Entries from a data collection:
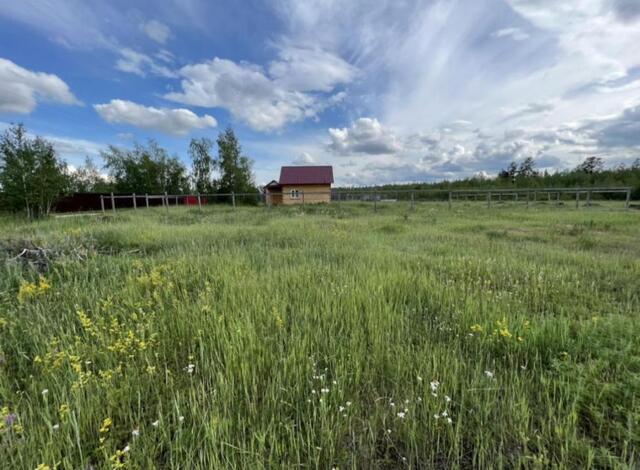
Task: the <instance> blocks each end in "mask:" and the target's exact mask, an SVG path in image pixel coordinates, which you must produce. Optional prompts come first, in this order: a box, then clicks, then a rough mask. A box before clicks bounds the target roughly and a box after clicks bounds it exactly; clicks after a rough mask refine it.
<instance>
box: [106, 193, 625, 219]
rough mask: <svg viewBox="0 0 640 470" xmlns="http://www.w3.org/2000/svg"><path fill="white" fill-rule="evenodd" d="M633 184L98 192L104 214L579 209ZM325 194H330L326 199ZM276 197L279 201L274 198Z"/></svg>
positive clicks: (617, 195)
mask: <svg viewBox="0 0 640 470" xmlns="http://www.w3.org/2000/svg"><path fill="white" fill-rule="evenodd" d="M631 191H632V188H630V187H591V188H518V189H510V188H494V189H458V190H444V189H443V190H440V189H429V190H428V189H425V190H418V189H415V190H414V189H403V190H364V189H350V190H343V189H333V190H331V193H327V192H314V191H303V190H300V191H296V192H295V194H294V193H282V192H280V193H273V192H271V193H262V192H255V193H233V192H232V193H228V194H167V193H165V194H159V195H158V194H144V195H141V194H114V193H111V194H110V195H100V208H101V210H102V212H103V213H106V212H107V210H111V211H113V212H115V211H116V208H117V206H118V202H119V201H122V202H121V203H120V208H133V209H134V210H137V209H139V208H149V207H152V206H162V207H164V208H166V209H167V210H168V209H169V206H180V205H184V206H194V207H197V208H200V209H202V207H203V206H205V205H212V204H226V205H230V206H231V207H233V208H234V209H235V208H236V207H237V206H238V205H263V206H267V207H271V206H273V205H278V204H284V205H303V206H304V205H307V204H314V203H318V202H328V201H331V202H334V203H337V204H340V203H343V202H363V203H364V202H368V203H371V205H372V206H373V210H374V212H377V210H378V206H379V204H383V203H398V202H404V203H407V204H408V205H409V207H410V208H411V209H414V208H415V207H416V204H418V203H420V202H442V203H447V204H448V207H449V208H450V209H451V208H453V205H454V204H455V203H458V202H460V201H465V202H477V203H482V204H486V207H487V208H491V207H493V206H495V205H499V204H504V203H506V202H514V203H519V204H522V205H524V206H525V207H530V206H531V205H534V204H537V203H541V202H545V203H546V204H548V205H555V206H560V205H566V204H567V203H575V207H576V208H580V207H581V204H582V206H587V207H590V206H592V205H593V203H594V200H596V199H600V200H603V199H607V200H609V199H613V200H619V201H623V203H624V208H626V209H629V207H630V205H631ZM327 196H329V197H328V198H327ZM274 201H277V203H276V202H274Z"/></svg>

Exercise directions.
Write out every line of the entries above exactly as they appear, leaving out the pictures.

Finished task.
Task: the <instance> blocks each end in "mask:" and the target's exact mask, an SVG path in image pixel coordinates, which you must produce. Optional prompts come first, in this order: a box, then clicks, then a rough mask. A box before clicks bounds the target roughly and a box after clicks bounds it exactly; clicks after a rough mask refine it.
<instance>
box: [106, 193, 625, 219]
rough mask: <svg viewBox="0 0 640 470" xmlns="http://www.w3.org/2000/svg"><path fill="white" fill-rule="evenodd" d="M633 184L98 192L104 214L579 209ZM325 194H330L326 199ZM276 197L279 201L274 198Z"/></svg>
positive clicks: (617, 195)
mask: <svg viewBox="0 0 640 470" xmlns="http://www.w3.org/2000/svg"><path fill="white" fill-rule="evenodd" d="M631 191H632V188H630V187H591V188H518V189H510V188H494V189H458V190H444V189H443V190H440V189H429V190H428V189H425V190H418V189H415V190H414V189H403V190H364V189H350V190H343V189H333V190H331V193H327V192H314V191H303V190H300V191H296V192H295V194H294V193H282V192H280V193H273V192H271V193H262V192H255V193H233V192H232V193H228V194H167V193H165V194H159V195H158V194H144V195H141V194H114V193H111V194H110V195H100V208H101V210H102V212H103V213H106V212H107V210H111V211H113V212H115V211H116V208H117V206H118V202H119V201H122V202H121V203H120V208H133V209H134V210H137V209H139V208H149V207H152V206H162V207H164V208H166V209H167V210H168V209H169V206H180V205H184V206H194V207H197V208H200V209H202V207H203V206H205V205H212V204H226V205H230V206H231V207H233V208H234V209H235V208H236V207H237V206H238V205H263V206H267V207H271V206H273V205H278V204H284V205H303V206H304V205H307V204H314V203H318V202H328V201H331V202H334V203H337V204H340V203H343V202H363V203H364V202H368V203H371V205H372V206H373V210H374V212H377V210H378V206H379V204H383V203H398V202H404V203H407V204H408V205H409V207H410V208H411V209H414V208H415V207H416V204H418V203H420V202H442V203H447V204H448V207H449V208H450V209H451V208H453V205H454V204H455V203H458V202H460V201H465V202H477V203H482V204H486V207H487V208H491V207H493V206H495V205H499V204H504V203H506V202H514V203H519V204H522V205H524V206H525V207H530V206H531V205H534V204H537V203H541V202H545V203H546V204H548V205H555V206H560V205H566V204H567V203H575V207H576V208H580V207H581V204H582V206H587V207H590V206H592V205H593V203H594V200H596V199H600V200H603V199H607V200H609V199H613V200H619V201H623V203H624V208H626V209H629V207H630V205H631ZM327 196H329V197H328V198H327ZM274 201H277V203H276V202H274Z"/></svg>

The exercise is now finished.